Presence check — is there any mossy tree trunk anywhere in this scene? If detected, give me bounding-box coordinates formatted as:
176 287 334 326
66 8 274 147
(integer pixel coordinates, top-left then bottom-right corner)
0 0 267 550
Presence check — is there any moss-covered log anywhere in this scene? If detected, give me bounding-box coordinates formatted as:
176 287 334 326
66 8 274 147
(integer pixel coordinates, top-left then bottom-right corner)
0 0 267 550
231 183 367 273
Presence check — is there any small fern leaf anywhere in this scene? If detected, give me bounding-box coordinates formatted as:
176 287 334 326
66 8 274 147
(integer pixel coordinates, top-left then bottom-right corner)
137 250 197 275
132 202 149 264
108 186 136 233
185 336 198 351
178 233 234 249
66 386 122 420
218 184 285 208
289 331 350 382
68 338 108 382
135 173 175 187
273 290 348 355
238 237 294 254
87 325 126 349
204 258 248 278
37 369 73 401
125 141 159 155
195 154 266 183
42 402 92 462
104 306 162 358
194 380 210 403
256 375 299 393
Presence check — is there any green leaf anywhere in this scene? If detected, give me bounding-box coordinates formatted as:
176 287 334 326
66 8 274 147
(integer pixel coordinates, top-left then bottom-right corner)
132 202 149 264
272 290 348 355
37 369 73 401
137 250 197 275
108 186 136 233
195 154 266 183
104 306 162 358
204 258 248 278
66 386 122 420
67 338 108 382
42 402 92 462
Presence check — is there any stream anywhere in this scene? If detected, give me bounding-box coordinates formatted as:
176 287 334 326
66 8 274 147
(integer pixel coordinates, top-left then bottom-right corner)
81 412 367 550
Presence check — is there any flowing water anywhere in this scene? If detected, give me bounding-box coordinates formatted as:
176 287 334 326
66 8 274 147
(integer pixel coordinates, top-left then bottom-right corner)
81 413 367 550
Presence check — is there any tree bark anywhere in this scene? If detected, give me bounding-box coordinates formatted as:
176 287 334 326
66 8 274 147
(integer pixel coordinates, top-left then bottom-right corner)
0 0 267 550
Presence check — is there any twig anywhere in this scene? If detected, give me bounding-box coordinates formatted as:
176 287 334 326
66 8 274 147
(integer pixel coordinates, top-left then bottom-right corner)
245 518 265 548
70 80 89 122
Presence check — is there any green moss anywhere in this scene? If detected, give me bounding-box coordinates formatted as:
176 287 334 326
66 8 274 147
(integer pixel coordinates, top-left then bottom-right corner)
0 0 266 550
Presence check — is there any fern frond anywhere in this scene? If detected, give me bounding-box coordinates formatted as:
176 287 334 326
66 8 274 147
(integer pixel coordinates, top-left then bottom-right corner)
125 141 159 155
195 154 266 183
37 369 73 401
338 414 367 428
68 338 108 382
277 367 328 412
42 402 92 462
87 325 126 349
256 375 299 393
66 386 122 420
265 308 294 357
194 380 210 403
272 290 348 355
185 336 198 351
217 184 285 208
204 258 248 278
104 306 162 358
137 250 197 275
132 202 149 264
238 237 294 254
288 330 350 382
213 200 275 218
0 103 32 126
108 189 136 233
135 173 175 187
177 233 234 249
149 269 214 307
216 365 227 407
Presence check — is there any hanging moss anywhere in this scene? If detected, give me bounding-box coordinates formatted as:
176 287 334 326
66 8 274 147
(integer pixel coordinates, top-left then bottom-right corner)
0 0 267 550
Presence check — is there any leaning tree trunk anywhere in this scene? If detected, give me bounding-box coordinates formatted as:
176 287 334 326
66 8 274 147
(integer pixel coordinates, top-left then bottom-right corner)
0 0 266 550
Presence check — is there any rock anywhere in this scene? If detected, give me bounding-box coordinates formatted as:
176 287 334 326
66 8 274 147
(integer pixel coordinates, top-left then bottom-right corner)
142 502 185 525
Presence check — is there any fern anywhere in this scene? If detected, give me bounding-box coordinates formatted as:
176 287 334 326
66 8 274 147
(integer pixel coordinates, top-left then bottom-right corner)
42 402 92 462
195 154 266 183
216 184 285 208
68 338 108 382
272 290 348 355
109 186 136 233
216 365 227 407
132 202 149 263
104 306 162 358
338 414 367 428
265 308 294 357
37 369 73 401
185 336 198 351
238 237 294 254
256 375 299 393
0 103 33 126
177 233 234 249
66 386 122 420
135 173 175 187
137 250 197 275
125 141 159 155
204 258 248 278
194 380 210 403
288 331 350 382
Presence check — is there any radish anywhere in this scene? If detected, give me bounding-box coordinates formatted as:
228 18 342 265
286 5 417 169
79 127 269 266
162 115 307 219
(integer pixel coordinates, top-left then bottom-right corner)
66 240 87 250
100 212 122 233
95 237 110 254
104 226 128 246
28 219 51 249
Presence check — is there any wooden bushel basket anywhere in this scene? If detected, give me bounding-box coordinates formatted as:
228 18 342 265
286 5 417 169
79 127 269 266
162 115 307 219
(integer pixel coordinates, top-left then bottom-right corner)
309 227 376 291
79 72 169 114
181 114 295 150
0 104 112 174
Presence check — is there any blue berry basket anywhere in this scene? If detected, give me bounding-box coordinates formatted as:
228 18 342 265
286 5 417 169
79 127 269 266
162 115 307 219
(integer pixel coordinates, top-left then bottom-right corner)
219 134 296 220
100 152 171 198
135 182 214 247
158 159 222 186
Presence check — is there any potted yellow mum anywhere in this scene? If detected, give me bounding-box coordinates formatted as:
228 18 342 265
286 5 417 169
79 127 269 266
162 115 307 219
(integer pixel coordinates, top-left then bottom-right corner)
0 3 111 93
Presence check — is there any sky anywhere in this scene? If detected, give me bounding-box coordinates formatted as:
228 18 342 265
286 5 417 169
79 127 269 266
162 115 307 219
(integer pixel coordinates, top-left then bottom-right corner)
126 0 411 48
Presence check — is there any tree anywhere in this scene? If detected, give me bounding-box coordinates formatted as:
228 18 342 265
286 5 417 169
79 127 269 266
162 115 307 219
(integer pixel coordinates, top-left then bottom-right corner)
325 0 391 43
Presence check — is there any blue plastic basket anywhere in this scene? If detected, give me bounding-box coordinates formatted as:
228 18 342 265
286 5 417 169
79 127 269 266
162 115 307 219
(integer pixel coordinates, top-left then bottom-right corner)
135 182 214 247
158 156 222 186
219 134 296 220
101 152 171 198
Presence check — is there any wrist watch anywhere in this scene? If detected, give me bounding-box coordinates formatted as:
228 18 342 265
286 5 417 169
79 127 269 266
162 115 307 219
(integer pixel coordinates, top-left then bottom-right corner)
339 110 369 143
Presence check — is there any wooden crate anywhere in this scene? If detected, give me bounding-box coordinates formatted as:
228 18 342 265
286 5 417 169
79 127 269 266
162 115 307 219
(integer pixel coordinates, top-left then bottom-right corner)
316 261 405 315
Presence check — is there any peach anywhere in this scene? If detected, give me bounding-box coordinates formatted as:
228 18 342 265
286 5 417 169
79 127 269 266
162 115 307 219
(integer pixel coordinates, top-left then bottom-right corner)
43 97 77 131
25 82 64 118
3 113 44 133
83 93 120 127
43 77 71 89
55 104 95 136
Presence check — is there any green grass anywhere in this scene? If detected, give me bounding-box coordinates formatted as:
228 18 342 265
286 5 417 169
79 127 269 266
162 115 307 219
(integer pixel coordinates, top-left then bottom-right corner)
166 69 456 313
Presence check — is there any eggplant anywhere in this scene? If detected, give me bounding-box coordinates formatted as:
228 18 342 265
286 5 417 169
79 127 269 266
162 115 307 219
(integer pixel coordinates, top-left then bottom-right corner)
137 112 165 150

______

Please reproduce the entire listing above word for word, from its first line to its last.

- _Exercise result_:
Presence check — is there any mossy tree trunk anywhere in this scene? If detected, give me bounding-box coordinates formatted as:
176 287 334 326
66 8 274 147
(integer pixel coordinates, top-left then bottom-right corner)
0 0 267 550
Presence check — is there any moss-covered log anywhere in this scene? If detected, give me bounding-box coordinates formatted as:
176 287 334 326
66 8 274 147
(integer pixel coordinates, top-left then bottom-right corner)
0 0 267 550
231 183 367 273
Presence check — is there any small fern leaf anywhere in this scene? If detected, give me bounding-box coordinates formatted as:
176 287 334 326
66 8 274 147
(integer pixel coordinates, top-left then bottom-right corner)
137 250 197 275
132 202 149 264
108 186 136 233
185 336 198 351
178 233 234 249
66 386 122 420
218 184 285 208
289 331 350 382
68 338 108 382
135 173 175 187
273 290 348 355
238 237 294 254
87 325 126 349
204 258 248 278
37 369 73 401
125 141 159 155
195 154 266 183
42 402 92 462
104 306 162 358
194 380 210 403
256 375 299 393
Presence check — is there any green leaf anywhere in this scene? If detected, give me bounding-box coordinates formatted as:
176 287 334 326
66 8 274 147
(integer pixel coordinates, top-left then bottom-right corner)
132 202 149 264
272 290 348 355
37 369 73 401
137 250 197 275
108 186 136 233
195 154 266 183
104 306 162 358
204 258 248 278
66 386 122 420
67 338 108 382
42 402 92 462
Presence check — is there any stream anywhere in this scene? If detected, give me bounding-box coordinates formatted as:
176 287 334 326
66 8 274 147
(integer pixel coordinates, top-left then bottom-right corner)
81 412 367 550
Presence check — is there any flowing water anywhere in this scene? If detected, give me bounding-box coordinates formatted as:
176 287 334 326
66 8 274 147
(integer pixel coordinates, top-left then bottom-right corner)
81 413 367 550
Presence check — is there any tree bark anywhere in this scene? If detected, give me bounding-box coordinates formatted as:
176 287 334 326
66 8 274 147
(integer pixel coordinates, top-left then bottom-right corner)
0 0 267 550
Presence check — is there any twig anywhere in this scene? If detected, give me bounding-box coordinates formatted as:
176 287 334 326
66 8 274 147
(integer pixel coordinates, top-left then bottom-right corner)
245 518 265 548
70 80 89 122
Presence check — is there any green moss anywhere in this scene? If detected, give me bounding-box coordinates formatted as:
176 287 334 326
66 8 274 147
(integer pixel coordinates, top-left then bottom-right corner)
0 0 266 550
Presence check — is there any fern frond anywhere in this scene? If detected, give me bounding-box coordinates formatted as:
176 287 334 326
66 8 274 147
(integer pixel coordinates, top-left then bottom-right corner)
125 141 159 155
195 154 266 183
37 369 73 401
338 414 367 428
68 338 108 382
277 367 328 412
42 402 92 462
87 325 126 349
256 375 299 393
66 386 122 420
265 308 294 357
194 380 210 403
272 290 348 355
185 336 198 351
217 184 285 208
204 258 248 278
104 306 162 358
137 250 197 275
132 202 149 264
238 237 294 254
288 330 350 382
213 200 275 218
0 103 32 126
108 189 136 233
135 173 175 187
177 233 234 249
149 269 214 307
216 365 227 407
Presence check — is there any hanging moss anywhere in this scene? If detected, give me bounding-box coordinates formatted as:
176 287 334 326
66 8 274 147
(integer pixel coordinates, top-left then bottom-right corner)
0 0 267 550
Presence check — is there any leaning tree trunk anywhere in this scene? If detected, give me bounding-box coordinates formatted as:
176 287 334 326
66 8 274 147
(integer pixel coordinates, top-left then bottom-right corner)
0 0 266 550
Presence check — is there any rock anywhere in this scene? If detected, give me bounding-box coordinates formatted as:
176 287 334 326
66 8 274 147
(integer pixel coordinates, top-left then bottom-right corner)
142 502 185 525
Presence check — is there any fern anywhere in this scene? If detected, give me bounding-box coordinates formatted as:
176 287 334 326
66 8 274 147
(integer pixel coordinates, top-left then bottom-right corner)
42 402 92 462
195 154 266 183
216 184 285 208
68 338 108 382
272 290 348 355
109 186 136 233
216 365 227 407
132 202 149 263
104 306 162 358
338 414 367 428
265 308 294 357
37 369 73 401
185 336 198 351
238 237 294 254
256 375 299 393
0 103 33 126
177 233 234 249
66 386 122 420
135 173 175 187
137 250 197 275
125 141 159 155
204 258 248 278
194 380 210 403
288 331 350 382
Presence check — is there any radish anywhere in this scene? If detected, give me bounding-box coordinates formatted as:
228 18 342 265
286 5 417 169
79 127 269 266
162 115 307 219
(integer pixel coordinates, top-left then bottom-right corner)
66 240 87 250
100 212 122 233
95 237 110 254
104 226 128 246
28 219 51 249
Presence check — is there any wooden bushel basket anywhere in this scene? If detected, give me bounding-box coordinates formatted as:
228 18 342 265
286 5 417 169
79 127 269 266
162 115 307 219
(integer pixel coordinates, top-left then bottom-right corner)
309 227 376 291
79 72 169 114
181 114 295 150
0 104 112 174
Presence check — is there any blue berry basket anywhere in this scene? If detected, give me bounding-box coordinates formatted as:
228 18 342 265
286 5 417 169
79 127 269 266
162 115 307 219
(integer pixel coordinates, top-left then bottom-right corner)
219 134 296 220
100 152 171 198
135 182 214 247
158 159 222 186
Presence check — is there any potted yellow mum anywhere in this scene? If detected, give me bounding-box coordinates formatted as:
228 18 342 265
286 5 417 169
79 127 269 266
162 115 307 219
(integer pixel coordinates, top-left then bottom-right corner)
0 3 111 93
Presence check — is there any sky anywhere in this scene? If detected, give me bounding-box coordinates formatted as:
228 18 342 265
286 5 417 169
79 127 269 266
162 115 307 219
(integer pixel coordinates, top-left then bottom-right corner)
126 0 411 48
Presence check — is there any tree anywhere in this scene? If detected, give me bounding-box coordinates formatted as:
228 18 342 265
286 5 417 169
79 127 269 266
162 115 307 219
(integer pixel coordinates, top-left then bottom-right corner)
325 0 391 43
Presence check — is there any blue plastic basket anywhere in this scene? If detected, give me bounding-box coordinates formatted as:
228 18 342 265
286 5 417 169
79 127 269 266
162 115 307 219
(integer pixel coordinates, top-left then bottom-right corner)
135 182 214 247
158 156 222 186
219 134 296 220
101 152 171 198
Presence check — is there any wrist watch anywhere in this scene? If detected, give me bounding-box coordinates formatted as:
228 18 342 265
286 5 417 169
79 127 269 266
162 115 307 219
(integer pixel coordinates, top-left then bottom-right corner)
339 110 369 143
Presence check — is there any wooden crate anywhere in this scene? If detected, give me bounding-box coordinates formatted as:
228 18 342 265
286 5 417 169
79 127 269 266
162 115 307 219
(integer pixel coordinates, top-left then bottom-right corner)
316 261 405 315
Presence check — is there any peach anywhere in this scene? If detected, give me bounding-box coordinates formatted as:
228 18 342 265
286 5 417 169
79 127 269 266
162 115 307 219
(integer pixel coordinates, top-left then bottom-right corner)
43 97 77 131
25 82 64 118
3 113 44 133
83 93 120 127
43 77 71 89
55 104 95 136
Presence check — is there any green grass anywhere in this scene? If detected, give me bounding-box coordinates formatted as:
228 18 342 265
286 5 417 169
79 127 269 266
162 115 307 219
(integer pixel coordinates, top-left then bottom-right corner)
166 69 456 313
Presence check — is there any eggplant anywhere in this scene? If detected, give me bounding-box coordinates formatted as:
228 18 342 265
286 5 417 169
79 127 269 266
162 115 307 219
(integer pixel coordinates, top-left then bottom-right corner)
137 112 165 150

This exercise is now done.